- Data for the task:

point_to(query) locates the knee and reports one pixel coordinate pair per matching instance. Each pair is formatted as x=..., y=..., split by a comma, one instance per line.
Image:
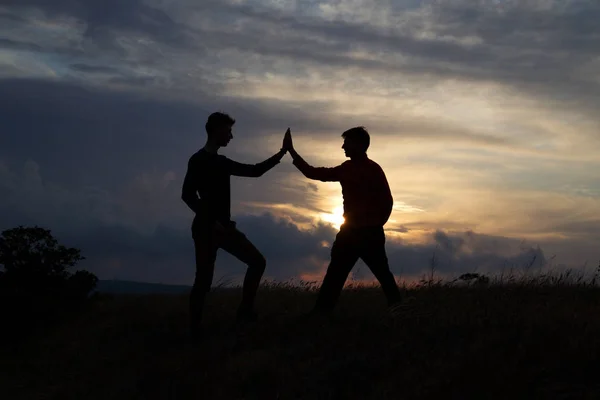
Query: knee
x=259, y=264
* * *
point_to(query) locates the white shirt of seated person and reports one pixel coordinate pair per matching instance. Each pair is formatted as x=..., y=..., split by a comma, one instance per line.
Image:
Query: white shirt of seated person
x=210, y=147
...
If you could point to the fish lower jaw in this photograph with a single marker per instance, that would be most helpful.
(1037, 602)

- Aim of the exercise: Copy out the lines from the one containing "If you could" through the one containing "(1037, 602)", with no changes.

- Problem solution:
If you could point to the fish lower jaw in this photograph with a single marker per instance, that would be most helpful.
(1037, 602)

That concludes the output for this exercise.